DATASET EXTRACT

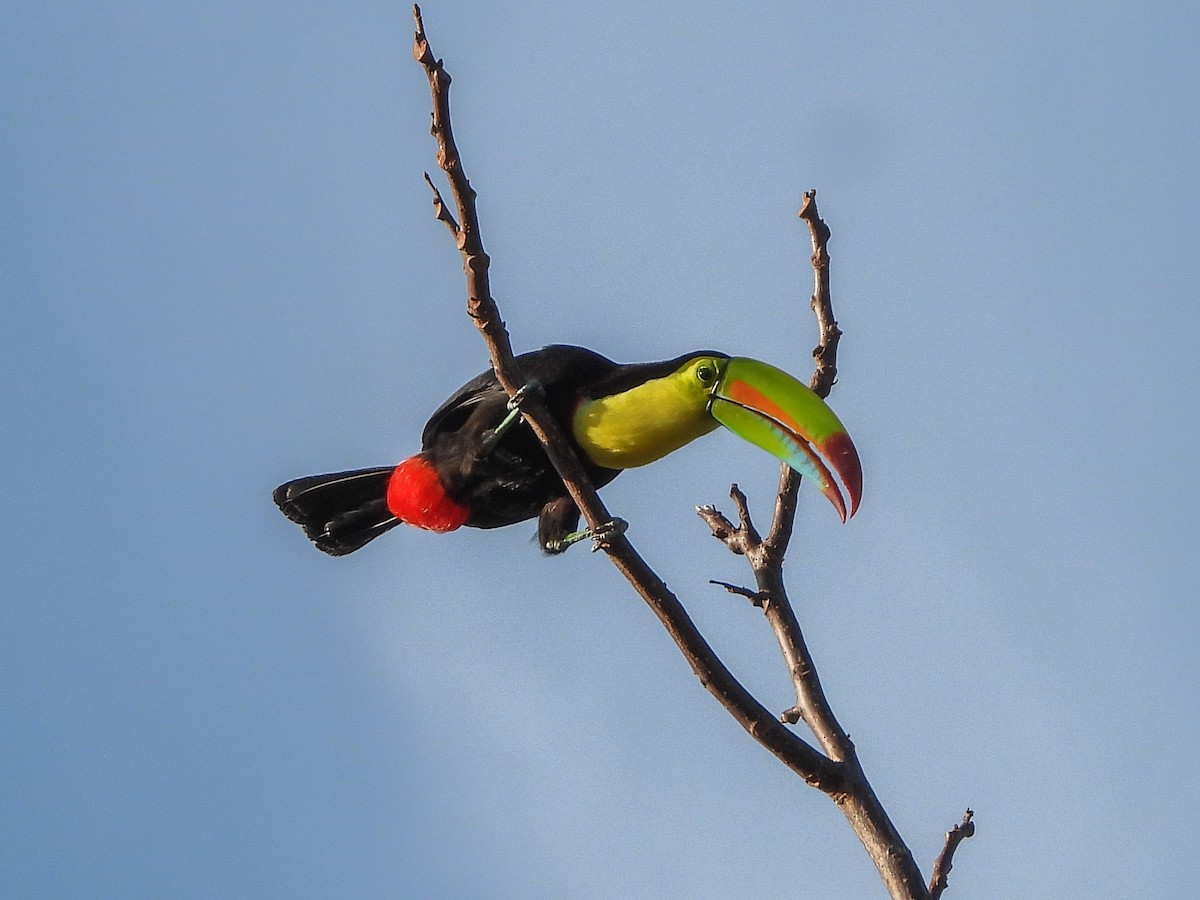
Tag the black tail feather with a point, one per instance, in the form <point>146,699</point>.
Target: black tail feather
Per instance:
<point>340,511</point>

...

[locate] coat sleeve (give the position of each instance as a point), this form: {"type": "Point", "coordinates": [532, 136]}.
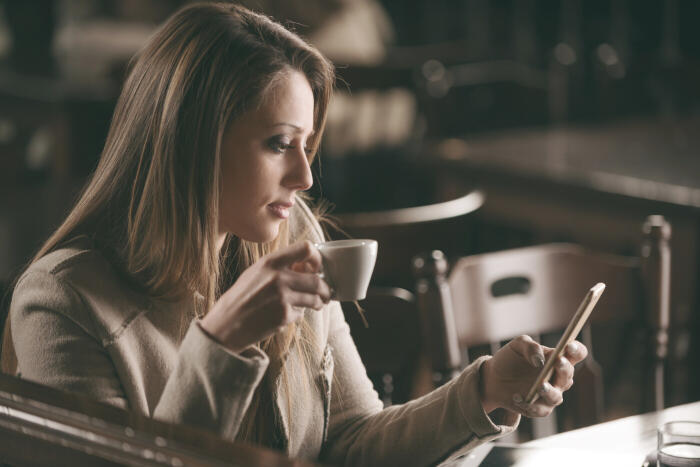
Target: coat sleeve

WORK REQUIRED
Repeat the material from the line with "[locate] coat sleeve" up to and including the line with "Target: coat sleeve", replacing "coat" with "jacket" and keeping everything else the same. Leave out the pictures.

THE SOLUTION
[locate] jacket sleeve (give the position of each instance as a point), this form: {"type": "Point", "coordinates": [532, 136]}.
Target: jacket sleeve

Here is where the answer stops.